Items from a pointing dataset:
********
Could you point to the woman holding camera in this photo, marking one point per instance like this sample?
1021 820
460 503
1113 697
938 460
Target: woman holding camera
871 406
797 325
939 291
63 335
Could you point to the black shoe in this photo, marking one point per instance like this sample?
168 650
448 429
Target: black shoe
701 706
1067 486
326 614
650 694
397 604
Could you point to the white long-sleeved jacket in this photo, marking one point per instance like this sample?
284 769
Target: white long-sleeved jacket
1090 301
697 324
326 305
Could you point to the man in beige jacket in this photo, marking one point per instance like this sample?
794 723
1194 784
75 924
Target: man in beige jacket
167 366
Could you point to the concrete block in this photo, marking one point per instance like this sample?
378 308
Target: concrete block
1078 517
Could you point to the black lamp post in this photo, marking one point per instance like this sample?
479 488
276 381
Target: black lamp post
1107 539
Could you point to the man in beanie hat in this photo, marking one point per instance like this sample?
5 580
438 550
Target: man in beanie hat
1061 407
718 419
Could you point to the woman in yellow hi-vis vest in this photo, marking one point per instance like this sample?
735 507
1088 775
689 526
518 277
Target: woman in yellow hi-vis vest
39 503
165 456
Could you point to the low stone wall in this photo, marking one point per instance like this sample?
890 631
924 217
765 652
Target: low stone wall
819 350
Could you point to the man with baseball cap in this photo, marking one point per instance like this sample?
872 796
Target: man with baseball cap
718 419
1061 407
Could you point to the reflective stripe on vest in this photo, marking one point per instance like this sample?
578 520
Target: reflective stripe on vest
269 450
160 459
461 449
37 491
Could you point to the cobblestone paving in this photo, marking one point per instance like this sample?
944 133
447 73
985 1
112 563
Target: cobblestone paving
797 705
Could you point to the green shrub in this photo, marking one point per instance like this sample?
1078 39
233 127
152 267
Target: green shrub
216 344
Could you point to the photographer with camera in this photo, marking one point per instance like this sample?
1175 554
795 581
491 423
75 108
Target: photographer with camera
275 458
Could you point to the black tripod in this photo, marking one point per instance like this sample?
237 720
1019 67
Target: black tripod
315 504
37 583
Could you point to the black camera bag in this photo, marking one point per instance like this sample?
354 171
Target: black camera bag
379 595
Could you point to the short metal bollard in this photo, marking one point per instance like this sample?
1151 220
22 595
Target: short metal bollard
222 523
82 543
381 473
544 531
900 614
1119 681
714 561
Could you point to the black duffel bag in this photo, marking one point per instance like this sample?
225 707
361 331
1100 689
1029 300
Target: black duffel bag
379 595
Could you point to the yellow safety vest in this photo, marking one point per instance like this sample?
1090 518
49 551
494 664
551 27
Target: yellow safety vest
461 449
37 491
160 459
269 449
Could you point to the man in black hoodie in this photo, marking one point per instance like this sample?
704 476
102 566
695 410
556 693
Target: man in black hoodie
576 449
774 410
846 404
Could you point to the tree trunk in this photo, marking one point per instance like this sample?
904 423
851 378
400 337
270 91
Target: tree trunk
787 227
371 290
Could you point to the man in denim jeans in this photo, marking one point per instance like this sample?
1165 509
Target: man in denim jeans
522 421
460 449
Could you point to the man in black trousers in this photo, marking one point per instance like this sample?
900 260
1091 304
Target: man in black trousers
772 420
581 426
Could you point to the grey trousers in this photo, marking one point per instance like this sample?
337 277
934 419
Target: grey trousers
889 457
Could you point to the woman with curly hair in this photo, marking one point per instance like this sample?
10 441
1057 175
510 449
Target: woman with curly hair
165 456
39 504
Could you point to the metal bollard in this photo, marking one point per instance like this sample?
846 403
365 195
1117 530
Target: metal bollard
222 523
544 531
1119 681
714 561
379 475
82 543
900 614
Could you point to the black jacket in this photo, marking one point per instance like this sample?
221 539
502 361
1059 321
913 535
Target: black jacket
********
* Directive
Copy every item above line for line, with no changes.

* Exercise solution
Could you point to the woman holding camera in this photo, marking one point per instance like this sample?
1021 820
460 503
1113 697
938 460
Target: woman holding camera
871 406
797 325
939 291
63 335
Could you point to the black shoe in this photo, marking one point per instance like this sample?
168 650
448 429
Target: black shoe
701 706
1067 486
326 614
650 694
397 604
Could you point to the white long-sleeved jacket in this photo, marking one point per instance like this sample?
284 769
Target: white long-sleeved jacket
1090 301
697 324
326 305
Could you point to the man in beige jacket in this photo, marking one point per instance like this sample?
794 723
1194 784
75 924
Target: man in beige jacket
167 366
Could you point to the concrete block in this photo, marking one point per instance like this sample?
378 308
Target: concrete block
1078 517
Could you point to the black lamp post in this photo, marking one point per instance like this sample?
479 488
276 381
Target: black lamp post
1107 539
Could you point to the man in beanie hat in this photo, marking one point per instance like this sample?
5 580
438 550
Target: man in beanie hat
1061 407
718 419
Could you point to the woman in yellow hi-vis vest in this photo, marking one point per instance like this sample?
735 507
1088 775
689 526
518 277
Target: woman in yellow hi-vis vest
39 503
165 456
Could you point to the low stone wall in this photo, marking one point per instance like this sample?
890 631
924 217
765 652
Target: low stone wall
819 350
Could you point to the man with baseball cap in this photo, marking one point per instance like this sample?
872 796
Target: man with baseball cap
718 419
1061 407
Could you point to the reflective stripe on vest in this photo, marking one point per instance like this sample?
578 520
Target: reflective stripe on vest
269 450
160 459
461 449
37 491
Could you point to the cobblestone paving in this photo, marking one point per instance like this sample?
944 133
447 73
985 1
112 563
Target: cobblestone paving
797 705
Could you point to the green shrub in this photo, marking one point per instance like this sample?
1078 39
233 127
152 267
Target: green shrub
216 344
Could you point to the photographer with camera in this photo, marking one point per instance like this sample?
1175 554
795 581
491 423
75 108
Target: photographer with camera
275 458
Could you point to the black tripod in this photo, marking one point per instance like this sample?
237 720
1019 67
Target: black tripod
315 504
37 583
Could you point to the black camera bag in this photo, marking one point per instance like this sample?
354 171
Target: black camera bag
379 595
Could you point to the short metal bollard in this photo, marking one point per instance like this sample?
1151 220
22 595
Target: short metal bollard
222 523
82 543
381 473
544 531
900 614
1119 681
714 561
Could you point to the black duffel bag in this photo, marking one point per instance like this sample?
225 707
361 331
1100 689
1029 300
Target: black duffel bag
379 595
Could you point to the yellow safety vest in this photo, marking one point per instance like this sample?
1090 518
49 551
494 664
551 27
Target: yellow safety vest
461 449
37 491
160 459
269 449
Could you point to the man in black hoodie in this photo, marking one point per instance like this sample?
704 476
102 566
695 410
556 693
Target: man in black hoodie
576 449
774 410
846 404
Could you point to the tree trunk in this photo, marking one point per instance like this sample?
904 423
851 378
400 337
270 91
Target: tree trunk
787 227
371 290
Could you point to the man in denim jeans in this photo, marking one point per instance like this sample?
1165 509
Target: man in denim jeans
522 421
460 449
Could you point to the man in black trousers in this photo, marking one point per instance like this sample?
900 260
1091 304
Target: man in black trousers
772 420
581 426
Could you point to the grey trousers in this photo, marking one point per instance like this sample?
337 277
934 419
Target: grey trousers
889 457
Could you point to the woman with curly hair in this photo, marking one point per instance like this sample?
10 441
1057 175
510 449
Target: woman with curly hair
165 456
39 504
Could you point to the metal bollard in this photo, marking one point per instance like this sample?
846 403
365 195
1117 530
Target: metal bollard
222 523
544 531
1119 681
714 561
379 475
82 543
900 614
Could you point to the black jacket in this photo, marking one point per instance like this sample?
221 539
502 361
1059 321
913 535
Target: black jacket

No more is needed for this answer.